▶ **Excerpted text**
——————

I compared the brightness within a small circle to the brightness of an annulus around the circle. That way if there is brightness variation inherent to panning across the ocean swells, it is accounted for.

I found that the object is definitely alternating in brightness for most of this first movement, at somewhere around 10 Hz.

It also stabilizes in that variation briefly around 57.7 seconds into the video, so if this flashing is an artifact it's not consistently present throughout the video.

I asked ChatGPT if any fast birds or seabirds flap their wings around 10 Hz, and it said that birds like peregrine falcons flap around 2-5 Hz, and frigatebirds are similar. It also mentioned that white-throated needletails and common swifts flap around 7-12 Hz, but they may not meet the speed requirement of 100+ mph.
 
I found that the object is definitely alternating in brightness for most of this first movement, at somewhere around 10 Hz.

Um, my impression while watching the video was of a rather slower rate, but I could easily be mistaken. 10 Hz might not rule out birds:

External Quote:
While most birds flap their wings at a rate of 5 to 10 times per second...
"Learn Birdwatching", 16 May 2024, Vince Santacroce https://learnbirdwatching.com/how-fast-do-hummingbirds-flap-their-wings/

"Birdful" website lists a few maximum wingbeat frequencies, including 38 beats per second for common swifts (which can fly hundreds of miles over water); Eurasian collared dove, 6-11 beats per second (an extremely common bird but unlikely over the sea), starlings 15 beats per second (unlikely over open sea, common in littoral environments); and
External Quote:
When flying faster, ducks may up their wing beat frequency to around 10 Hz.
"Which bird flaps its wings the fastest?", 19 February 2024, Peter Knight https://www.birdful.org/which-bird-flaps-its-wings-the-fastest/
I'm not proposing any of these species as candidates, but it seems wingbeats of 10 Hz are not that uncommon.

To me, the footage between approx. 2:47 - 2:58 shows the objects- at least the one furthest right, nearest the crosshairs- wavering slightly in flight in a way that might be caused by a bird flapping its wings at a considerably lower rate than 10 Hz, but I guess that's subjective.

The submarine is obviously in open water, but we don't know how far from land. We do know the Iranian navy isn't (and wasn't) a blue-water navy and most of its operations are close to the Iranian coast, although some individual vessels have (or had) the ability to travel much further.
It is possible the submarine is within range of non-pelagic birds, just as we see gulls (which are not pelagic birds) badgering trawlers.

We don't know when the footage was taken. We don't know the platform used (AFAIK), its altitude or its distance from the submarine.
We don't know the altitude of the flying objects or their distance from the camera. We don't know the speed or direction of travel of the viewing platform.
Parallax effects can't be ruled out as a possible factor in creating an impression of the objects moving faster than they actually were.

Parallax played a significant role in the misinterpretation of the GO FAST "UAP" footage, which like this video was taken from a US military IR camera and released as possible evidence of something extraordinary. There was an illusion of great speed partly caused by the assumption that the target was just above the sea's surface.

——————

▶ **Information given**
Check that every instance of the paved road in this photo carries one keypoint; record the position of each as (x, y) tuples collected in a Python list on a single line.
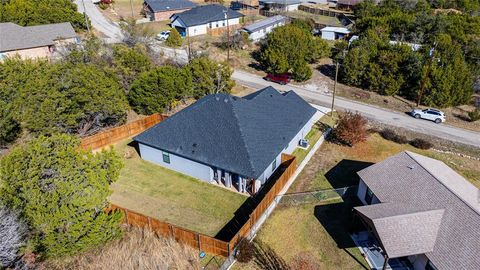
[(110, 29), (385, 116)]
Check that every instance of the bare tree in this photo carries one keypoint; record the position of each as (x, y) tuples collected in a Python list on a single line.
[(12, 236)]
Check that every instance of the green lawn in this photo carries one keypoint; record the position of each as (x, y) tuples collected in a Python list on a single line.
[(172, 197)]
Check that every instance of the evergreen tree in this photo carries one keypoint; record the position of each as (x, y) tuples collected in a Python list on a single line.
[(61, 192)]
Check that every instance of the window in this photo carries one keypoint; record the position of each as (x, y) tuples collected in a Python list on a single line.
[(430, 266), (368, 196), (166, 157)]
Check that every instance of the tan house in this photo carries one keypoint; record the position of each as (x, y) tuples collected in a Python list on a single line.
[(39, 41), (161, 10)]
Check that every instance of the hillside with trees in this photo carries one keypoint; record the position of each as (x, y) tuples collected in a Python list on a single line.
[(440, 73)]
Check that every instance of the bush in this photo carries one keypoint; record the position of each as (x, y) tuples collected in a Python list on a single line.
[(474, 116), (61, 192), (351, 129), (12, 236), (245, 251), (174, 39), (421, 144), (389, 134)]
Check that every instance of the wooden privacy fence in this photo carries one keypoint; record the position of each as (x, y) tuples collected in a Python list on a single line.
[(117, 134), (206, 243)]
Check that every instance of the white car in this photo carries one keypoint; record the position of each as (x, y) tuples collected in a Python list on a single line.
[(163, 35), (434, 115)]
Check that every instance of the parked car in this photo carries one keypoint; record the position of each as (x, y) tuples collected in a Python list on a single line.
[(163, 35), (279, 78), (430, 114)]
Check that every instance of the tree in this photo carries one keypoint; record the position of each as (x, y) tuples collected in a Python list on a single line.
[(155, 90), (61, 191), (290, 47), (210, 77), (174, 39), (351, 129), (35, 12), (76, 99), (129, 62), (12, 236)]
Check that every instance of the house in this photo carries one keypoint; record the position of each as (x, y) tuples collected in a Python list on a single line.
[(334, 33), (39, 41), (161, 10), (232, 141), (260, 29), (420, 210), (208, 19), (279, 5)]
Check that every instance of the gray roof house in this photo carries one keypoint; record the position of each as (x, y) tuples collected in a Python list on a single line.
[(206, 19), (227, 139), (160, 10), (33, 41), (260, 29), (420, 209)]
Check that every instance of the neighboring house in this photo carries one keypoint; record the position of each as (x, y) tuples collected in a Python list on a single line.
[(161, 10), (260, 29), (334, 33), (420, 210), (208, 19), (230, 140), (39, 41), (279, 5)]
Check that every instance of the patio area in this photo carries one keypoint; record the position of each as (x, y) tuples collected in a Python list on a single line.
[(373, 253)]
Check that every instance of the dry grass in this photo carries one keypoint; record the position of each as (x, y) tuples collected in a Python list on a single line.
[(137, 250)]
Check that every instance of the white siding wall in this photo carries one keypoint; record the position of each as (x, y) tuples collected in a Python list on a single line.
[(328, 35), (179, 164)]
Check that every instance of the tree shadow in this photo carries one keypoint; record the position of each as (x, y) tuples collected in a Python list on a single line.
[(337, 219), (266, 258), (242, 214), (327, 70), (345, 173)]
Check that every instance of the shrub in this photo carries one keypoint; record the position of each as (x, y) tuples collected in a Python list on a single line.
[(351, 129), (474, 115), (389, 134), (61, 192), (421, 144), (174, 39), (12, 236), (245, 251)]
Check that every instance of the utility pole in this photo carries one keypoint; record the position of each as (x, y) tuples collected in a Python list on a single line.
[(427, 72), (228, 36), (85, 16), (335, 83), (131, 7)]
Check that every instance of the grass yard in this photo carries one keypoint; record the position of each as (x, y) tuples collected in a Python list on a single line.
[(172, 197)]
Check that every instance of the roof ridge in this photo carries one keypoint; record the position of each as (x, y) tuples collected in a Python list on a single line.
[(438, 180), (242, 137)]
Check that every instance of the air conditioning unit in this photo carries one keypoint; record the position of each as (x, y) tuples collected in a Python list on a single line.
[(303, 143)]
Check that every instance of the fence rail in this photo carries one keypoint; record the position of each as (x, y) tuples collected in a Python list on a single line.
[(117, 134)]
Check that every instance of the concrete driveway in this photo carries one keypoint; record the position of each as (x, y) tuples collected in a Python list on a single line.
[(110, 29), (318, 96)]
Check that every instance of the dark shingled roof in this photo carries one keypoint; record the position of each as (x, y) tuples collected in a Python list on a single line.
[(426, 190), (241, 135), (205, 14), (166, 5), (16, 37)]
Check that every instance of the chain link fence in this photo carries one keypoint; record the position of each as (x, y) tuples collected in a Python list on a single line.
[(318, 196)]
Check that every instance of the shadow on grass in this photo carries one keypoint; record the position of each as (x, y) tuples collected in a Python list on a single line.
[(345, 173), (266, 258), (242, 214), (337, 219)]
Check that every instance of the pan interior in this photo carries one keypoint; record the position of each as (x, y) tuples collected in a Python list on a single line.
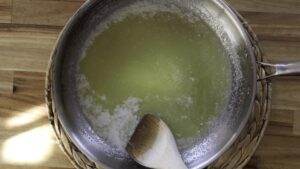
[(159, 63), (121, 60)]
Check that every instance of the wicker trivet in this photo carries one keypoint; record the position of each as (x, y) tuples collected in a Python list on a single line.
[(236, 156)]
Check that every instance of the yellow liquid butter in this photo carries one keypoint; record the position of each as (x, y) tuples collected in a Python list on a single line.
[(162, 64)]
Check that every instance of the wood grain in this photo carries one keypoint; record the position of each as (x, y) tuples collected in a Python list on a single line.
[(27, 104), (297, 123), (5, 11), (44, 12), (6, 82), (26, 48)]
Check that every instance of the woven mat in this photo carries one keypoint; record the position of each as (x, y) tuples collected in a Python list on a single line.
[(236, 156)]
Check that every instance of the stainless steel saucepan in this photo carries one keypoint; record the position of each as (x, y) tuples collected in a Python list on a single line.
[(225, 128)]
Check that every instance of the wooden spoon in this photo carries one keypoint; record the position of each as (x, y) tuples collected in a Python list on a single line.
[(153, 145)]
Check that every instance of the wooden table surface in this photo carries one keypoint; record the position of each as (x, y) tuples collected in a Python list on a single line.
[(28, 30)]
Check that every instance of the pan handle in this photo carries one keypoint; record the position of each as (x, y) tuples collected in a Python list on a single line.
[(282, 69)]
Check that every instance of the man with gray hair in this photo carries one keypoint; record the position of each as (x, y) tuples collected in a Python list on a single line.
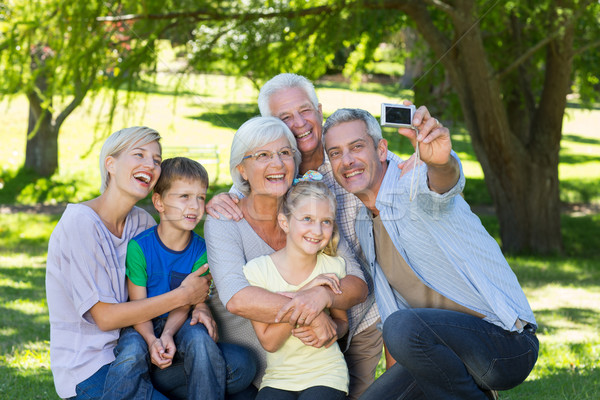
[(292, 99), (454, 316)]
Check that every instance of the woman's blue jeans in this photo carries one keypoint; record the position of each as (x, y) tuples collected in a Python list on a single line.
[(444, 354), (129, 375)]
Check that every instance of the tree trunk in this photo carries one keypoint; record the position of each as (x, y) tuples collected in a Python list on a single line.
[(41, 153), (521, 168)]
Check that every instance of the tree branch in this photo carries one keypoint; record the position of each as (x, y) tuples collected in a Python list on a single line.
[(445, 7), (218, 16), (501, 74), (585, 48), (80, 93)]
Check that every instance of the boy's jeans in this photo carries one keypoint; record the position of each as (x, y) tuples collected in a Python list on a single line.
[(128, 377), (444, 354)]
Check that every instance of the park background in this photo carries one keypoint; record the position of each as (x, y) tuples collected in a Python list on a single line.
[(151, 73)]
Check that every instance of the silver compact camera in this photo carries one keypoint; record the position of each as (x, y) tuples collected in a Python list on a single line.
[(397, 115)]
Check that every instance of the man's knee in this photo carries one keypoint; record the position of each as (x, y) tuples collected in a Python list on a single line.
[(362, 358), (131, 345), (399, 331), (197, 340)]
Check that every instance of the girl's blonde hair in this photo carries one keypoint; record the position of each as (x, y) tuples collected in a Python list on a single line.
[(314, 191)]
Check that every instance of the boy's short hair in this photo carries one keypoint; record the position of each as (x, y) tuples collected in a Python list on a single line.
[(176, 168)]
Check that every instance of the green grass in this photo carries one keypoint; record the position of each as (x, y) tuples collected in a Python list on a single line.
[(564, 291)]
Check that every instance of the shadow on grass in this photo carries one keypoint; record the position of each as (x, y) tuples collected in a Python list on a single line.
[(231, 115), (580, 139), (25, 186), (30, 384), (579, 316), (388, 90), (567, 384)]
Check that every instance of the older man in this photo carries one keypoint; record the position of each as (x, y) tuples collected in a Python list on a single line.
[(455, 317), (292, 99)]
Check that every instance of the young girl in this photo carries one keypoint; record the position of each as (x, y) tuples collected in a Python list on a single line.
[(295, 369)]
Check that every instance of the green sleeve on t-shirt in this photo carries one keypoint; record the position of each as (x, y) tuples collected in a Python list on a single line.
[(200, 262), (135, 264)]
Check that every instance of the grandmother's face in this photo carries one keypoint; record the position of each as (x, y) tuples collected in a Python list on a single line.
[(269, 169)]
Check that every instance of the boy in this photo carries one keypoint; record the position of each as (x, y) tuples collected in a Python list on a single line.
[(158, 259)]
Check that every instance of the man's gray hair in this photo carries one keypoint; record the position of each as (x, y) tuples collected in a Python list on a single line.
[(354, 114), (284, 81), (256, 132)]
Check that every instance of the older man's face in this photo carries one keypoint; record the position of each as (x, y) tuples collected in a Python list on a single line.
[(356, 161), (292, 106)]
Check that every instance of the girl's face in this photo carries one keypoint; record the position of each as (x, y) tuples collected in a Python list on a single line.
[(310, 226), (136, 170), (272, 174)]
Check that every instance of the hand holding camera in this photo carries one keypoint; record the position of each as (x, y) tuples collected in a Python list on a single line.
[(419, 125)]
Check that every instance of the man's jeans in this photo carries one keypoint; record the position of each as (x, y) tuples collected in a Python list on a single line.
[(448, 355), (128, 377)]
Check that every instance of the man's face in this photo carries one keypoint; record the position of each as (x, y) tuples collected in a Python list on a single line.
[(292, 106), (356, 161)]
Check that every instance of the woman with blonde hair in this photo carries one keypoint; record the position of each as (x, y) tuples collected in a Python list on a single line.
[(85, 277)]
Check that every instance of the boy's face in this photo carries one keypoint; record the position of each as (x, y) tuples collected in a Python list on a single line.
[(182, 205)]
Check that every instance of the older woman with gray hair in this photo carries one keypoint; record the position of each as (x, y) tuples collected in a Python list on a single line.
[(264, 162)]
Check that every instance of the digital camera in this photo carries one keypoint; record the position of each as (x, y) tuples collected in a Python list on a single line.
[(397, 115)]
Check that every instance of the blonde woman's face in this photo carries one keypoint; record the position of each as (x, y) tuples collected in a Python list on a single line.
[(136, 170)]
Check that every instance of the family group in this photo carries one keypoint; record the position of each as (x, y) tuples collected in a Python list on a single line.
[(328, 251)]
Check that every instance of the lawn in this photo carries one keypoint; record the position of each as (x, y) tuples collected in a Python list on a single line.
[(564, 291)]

——————

▶ **Apply what you read**
[a] In the excerpted text, at about what point in the video does the brightness variation briefly stabilize?
[b] Rewrite the excerpted text between "I asked ChatGPT" and "times per second...", inclusive, putting "beat" in place of "flap".

▶ **Responses by item number**
[a] Around 57.7 seconds into the video.

[b]
I asked ChatGPT if any fast birds or seabirds beat their wings around 10 Hz, and it said that birds like peregrine falcons beat around 2-5 Hz, and frigatebirds are similar. It also mentioned that white-throated needletails and common swifts beat around 7-12 Hz, but they may not meet the speed requirement of 100+ mph.
 
I found that the object is definitely alternating in brightness for most of this first movement, at somewhere around 10 Hz.

Um, my impression while watching the video was of a rather slower rate, but I could easily be mistaken. 10 Hz might not rule out birds:

External Quote:
While most birds beat their wings at a rate of 5 to 10 times per second...